| WHAT TO WORK ON |
Nothing in the records may change when you print them out again.

- - - - - - -

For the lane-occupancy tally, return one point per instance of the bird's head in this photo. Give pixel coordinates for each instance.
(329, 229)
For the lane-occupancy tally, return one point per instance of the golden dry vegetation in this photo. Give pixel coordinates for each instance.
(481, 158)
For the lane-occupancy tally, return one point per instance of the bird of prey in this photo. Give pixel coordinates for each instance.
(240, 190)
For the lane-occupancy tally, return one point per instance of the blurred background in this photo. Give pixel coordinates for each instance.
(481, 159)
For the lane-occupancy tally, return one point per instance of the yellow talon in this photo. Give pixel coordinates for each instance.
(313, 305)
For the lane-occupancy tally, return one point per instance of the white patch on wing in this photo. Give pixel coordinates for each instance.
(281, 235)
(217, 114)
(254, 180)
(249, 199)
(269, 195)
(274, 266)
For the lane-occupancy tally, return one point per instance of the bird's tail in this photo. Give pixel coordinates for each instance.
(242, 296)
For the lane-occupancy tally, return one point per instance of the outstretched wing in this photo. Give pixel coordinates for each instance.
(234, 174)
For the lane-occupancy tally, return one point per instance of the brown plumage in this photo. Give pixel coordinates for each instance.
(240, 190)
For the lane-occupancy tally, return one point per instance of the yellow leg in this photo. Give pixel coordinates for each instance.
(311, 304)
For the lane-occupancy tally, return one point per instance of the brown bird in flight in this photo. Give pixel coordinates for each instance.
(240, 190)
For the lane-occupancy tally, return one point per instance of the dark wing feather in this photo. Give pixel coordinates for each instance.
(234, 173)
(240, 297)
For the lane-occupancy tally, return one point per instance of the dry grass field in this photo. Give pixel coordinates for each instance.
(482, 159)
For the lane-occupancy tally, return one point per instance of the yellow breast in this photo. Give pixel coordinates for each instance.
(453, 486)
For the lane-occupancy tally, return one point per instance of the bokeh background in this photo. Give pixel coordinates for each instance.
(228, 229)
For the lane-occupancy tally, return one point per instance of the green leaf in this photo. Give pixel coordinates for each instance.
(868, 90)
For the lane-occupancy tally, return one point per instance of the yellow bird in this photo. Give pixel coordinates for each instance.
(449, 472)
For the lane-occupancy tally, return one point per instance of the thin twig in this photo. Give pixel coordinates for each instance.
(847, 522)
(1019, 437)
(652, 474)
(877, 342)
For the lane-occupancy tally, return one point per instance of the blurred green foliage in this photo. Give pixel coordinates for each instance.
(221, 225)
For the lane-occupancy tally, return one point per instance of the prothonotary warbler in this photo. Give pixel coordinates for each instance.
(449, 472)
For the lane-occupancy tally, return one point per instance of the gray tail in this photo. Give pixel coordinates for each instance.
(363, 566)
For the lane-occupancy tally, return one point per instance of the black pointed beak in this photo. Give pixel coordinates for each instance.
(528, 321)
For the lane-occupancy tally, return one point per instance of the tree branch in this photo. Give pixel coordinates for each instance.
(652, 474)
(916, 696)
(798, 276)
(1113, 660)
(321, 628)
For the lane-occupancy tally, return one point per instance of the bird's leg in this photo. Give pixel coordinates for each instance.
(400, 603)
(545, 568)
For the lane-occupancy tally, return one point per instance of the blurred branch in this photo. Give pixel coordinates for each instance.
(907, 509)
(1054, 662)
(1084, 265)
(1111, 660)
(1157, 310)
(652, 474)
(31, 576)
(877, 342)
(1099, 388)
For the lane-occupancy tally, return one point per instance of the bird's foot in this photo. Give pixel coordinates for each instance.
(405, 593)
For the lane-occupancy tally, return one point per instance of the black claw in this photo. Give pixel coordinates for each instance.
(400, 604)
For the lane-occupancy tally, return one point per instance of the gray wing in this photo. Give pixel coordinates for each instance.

- - - - - - -

| THE COMPLETED TASK |
For the lane-occupancy tally, return one point per instance of the bird's head in this photo. Give pixel coordinates for each instance.
(329, 229)
For the lane-occupancy tally, return one point per instance of the golden dry vegetation in this photo. Give pixel coordinates for each instance.
(481, 158)
For the lane-occupancy tally, return one point per instance of the bird of prey in this photo. Give pixel coordinates for each instance.
(240, 190)
For the lane-occupancy tally, return one point per instance of the blurred background in this photo. Give pixel coordinates for each instance.
(481, 159)
For the lane-occupancy tally, return one point per instance of the yellow talon in this photo. Give pixel coordinates for each instance.
(313, 305)
For the lane-occupancy tally, return one point per instance of the white patch on wing in this photo. Give pixel coordinates for each instance.
(281, 235)
(217, 114)
(254, 180)
(249, 199)
(269, 195)
(274, 266)
For the lane-occupancy tally, return one point per instance of the bird's tail in this photo. Give pixel coordinates for each instance.
(242, 296)
For the lane-occupancy tally, return one point per instance of the outstretched wing in this photo. Give pixel coordinates for each instance.
(234, 174)
For the lane-occupancy tally, return one point per instance of the brown plumage in this photo. Give pixel coordinates for each instance.
(240, 190)
For the lane-occupancy tally, return one point per instance of the yellow leg in this photo. Give pixel coordinates for each instance.
(311, 304)
For the lane-occupancy tally, return one point per instance of the brown bird in flight in this photo. Give pixel coordinates for each instance.
(240, 190)
For the lane-occupancy tally, return one point per instance of the dark wing feather in this photo. Give pixel coordinates for each instance.
(234, 173)
(240, 297)
For the lane-occupancy tally, return one point per instance of the dry grass field in this photo. Give pixel coordinates for each instance.
(482, 159)
For the lane-occupancy tally, return one point per instance of the yellow breast in this photo. Give pixel coordinates for each instance.
(453, 486)
For the lane-occupancy tally, return one point per instance of the bokeh background in this photo. Give pixel coordinates for each instance.
(228, 229)
For the lane-occupancy tally, return one point per instance of the green leaf in this photo. Give pixel coordinates for each instance.
(868, 90)
For the lane-occupancy tally, return one point per instance of the yellow bird in this photo. Give pixel coordinates for each instance.
(449, 472)
For the lane-occupancy tally, return one point per instance of the thin twig in this photo. Give pixel coordinates for each instance.
(847, 522)
(1019, 437)
(652, 474)
(877, 342)
For the lane-occupancy tally, return one point per instance of the blurred green foliage in this photo. Give pixel coordinates for each instance.
(221, 225)
For the lane-occupancy tally, return one point per instance of the prothonotary warbler in this photo. Give pixel coordinates for each instance.
(449, 472)
For the lane-occupancy tally, return one point per instance of the gray tail in this photo. Give pixel coordinates for each instance.
(363, 566)
For the lane-occupancy tally, return one point per instance of the black pointed beak in this photo. Give pixel coordinates for each instance.
(528, 321)
For the lane-occupancy tally, return one point per instance of the tree branch in this photo. Give pixel coordinates for each instance.
(652, 474)
(916, 696)
(798, 276)
(1113, 660)
(321, 628)
For the lane-occupancy tally, return one point per instance of the bird's leg in this photo. Give pixel coordinates for each instance.
(400, 603)
(545, 568)
For the lane-occupancy tally, return one point per instance of the blurred branch in this photo. Give pixel coordinates for each instance.
(907, 509)
(1054, 662)
(1084, 265)
(1111, 660)
(1157, 310)
(652, 474)
(31, 576)
(877, 342)
(1099, 388)
For the lane-occupancy tally, return one point per instance of the bird's foot in this photo. Give pixel coordinates for each instance.
(405, 593)
For the lane-occupancy tally, return one point per instance of the black claw in this photo. Give pixel coordinates for each instance.
(400, 604)
For the lane-occupancy tally, return one point per instance of the gray wing in this photo. Give pixel coordinates for each instance.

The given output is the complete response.